If an entry holds a picture, leave the picture out and copy the rest exactly.

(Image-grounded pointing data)
━━━━━━━━━━━━━━━━━━━━

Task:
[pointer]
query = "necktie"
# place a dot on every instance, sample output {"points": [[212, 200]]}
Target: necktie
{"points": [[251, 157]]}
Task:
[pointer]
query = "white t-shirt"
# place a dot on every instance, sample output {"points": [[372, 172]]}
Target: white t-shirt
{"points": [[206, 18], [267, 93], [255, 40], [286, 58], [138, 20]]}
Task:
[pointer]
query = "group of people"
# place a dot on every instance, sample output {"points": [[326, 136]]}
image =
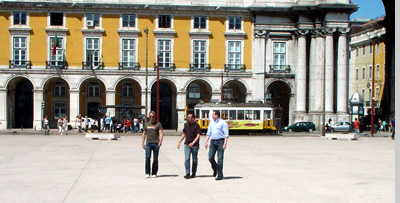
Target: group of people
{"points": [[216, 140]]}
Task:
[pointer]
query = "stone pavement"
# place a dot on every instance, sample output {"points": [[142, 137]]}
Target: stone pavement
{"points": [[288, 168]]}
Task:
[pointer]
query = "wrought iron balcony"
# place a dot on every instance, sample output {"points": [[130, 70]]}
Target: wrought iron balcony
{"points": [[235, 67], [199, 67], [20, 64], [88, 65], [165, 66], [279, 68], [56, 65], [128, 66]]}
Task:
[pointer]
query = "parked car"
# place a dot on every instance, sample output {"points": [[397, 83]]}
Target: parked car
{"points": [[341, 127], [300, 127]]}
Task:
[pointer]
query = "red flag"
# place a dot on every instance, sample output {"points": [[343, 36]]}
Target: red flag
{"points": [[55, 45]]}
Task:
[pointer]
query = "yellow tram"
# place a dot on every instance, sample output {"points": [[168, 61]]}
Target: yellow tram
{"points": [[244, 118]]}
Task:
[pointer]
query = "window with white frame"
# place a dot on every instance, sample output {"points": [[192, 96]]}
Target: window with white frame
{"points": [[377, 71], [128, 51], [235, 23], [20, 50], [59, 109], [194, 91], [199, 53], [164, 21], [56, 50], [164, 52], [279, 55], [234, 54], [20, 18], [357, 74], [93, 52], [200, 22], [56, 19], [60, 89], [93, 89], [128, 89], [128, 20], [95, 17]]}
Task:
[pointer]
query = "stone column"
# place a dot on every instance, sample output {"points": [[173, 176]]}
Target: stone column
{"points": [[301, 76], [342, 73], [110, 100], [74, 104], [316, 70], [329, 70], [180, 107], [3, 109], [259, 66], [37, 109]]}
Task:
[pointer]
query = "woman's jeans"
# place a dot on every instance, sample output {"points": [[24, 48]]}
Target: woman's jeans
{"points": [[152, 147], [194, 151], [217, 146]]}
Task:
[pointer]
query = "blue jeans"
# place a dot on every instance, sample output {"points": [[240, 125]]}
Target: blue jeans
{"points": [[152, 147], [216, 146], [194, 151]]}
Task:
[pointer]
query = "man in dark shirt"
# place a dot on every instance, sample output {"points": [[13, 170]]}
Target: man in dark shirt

━━━━━━━━━━━━━━━━━━━━

RESULT OF THE TASK.
Task:
[pointer]
query = "necktie"
# place a dot on every instance, sample output {"points": [[212, 200]]}
Target: necktie
{"points": [[251, 157]]}
Task:
[pointer]
query = "white t-shirt"
# place a dot on every instance, sample output {"points": [[372, 172]]}
Target: white t-shirt
{"points": [[206, 18], [267, 93], [255, 40], [286, 58], [138, 20]]}
Task:
[pointer]
query = "group of people"
# place a dot on every instance, sample output {"points": [[326, 136]]}
image =
Target: group of people
{"points": [[216, 140]]}
Task:
[pointer]
query = "stone pavement"
# place a dot on every instance, sample output {"points": [[142, 137]]}
Target: stone pavement
{"points": [[288, 168]]}
Task:
[pointer]
query = "wrought iron balcony"
# place a dot on every instance, sample output {"points": [[130, 70]]}
Target: wrought iron balcony
{"points": [[235, 67], [199, 67], [20, 64], [88, 65], [165, 66], [279, 68], [56, 65], [128, 66]]}
Task:
[pointer]
query = "parked car"
# place a dot on every instance, sample output {"points": [[397, 83]]}
Target: parked car
{"points": [[341, 127], [300, 127]]}
Task:
[pointer]
query = "red flag"
# place a dot on every instance, sample output {"points": [[343, 36]]}
Target: red flag
{"points": [[55, 45]]}
Task:
[pointer]
query = "yellow tram"
# place a dot on every instance, sample output {"points": [[168, 61]]}
Target: yellow tram
{"points": [[244, 118]]}
Task:
[pointer]
query = "window with white frame"
# place a dot on every instance, sample output {"points": [[192, 96]]}
Target: window with white frame
{"points": [[377, 71], [128, 51], [235, 23], [20, 50], [59, 109], [194, 91], [199, 53], [164, 21], [56, 50], [164, 52], [279, 55], [234, 54], [20, 18], [357, 74], [93, 52], [200, 22], [56, 19], [60, 89], [93, 89], [128, 89], [128, 20], [95, 17]]}
Task:
[pointer]
query = "stone column"
# place a dot on every instance, sample output {"points": [[173, 176]]}
Target: stone column
{"points": [[301, 76], [342, 73], [110, 100], [74, 104], [316, 70], [329, 70], [180, 107], [3, 109], [259, 66], [37, 109]]}
Task:
[pointer]
query = "woman's jeans"
# place a dot on every instance, sample output {"points": [[24, 48]]}
Target: woman's jeans
{"points": [[152, 147], [194, 151], [217, 146]]}
Task:
[pointer]
query = "blue jeans"
# place a dot on every instance, sample output {"points": [[240, 125]]}
Target: blue jeans
{"points": [[152, 147], [216, 146], [194, 151]]}
Task:
[pointer]
query = "man in dark shirt"
# place a dot on every instance, sample output {"points": [[13, 170]]}
Target: man in dark shirt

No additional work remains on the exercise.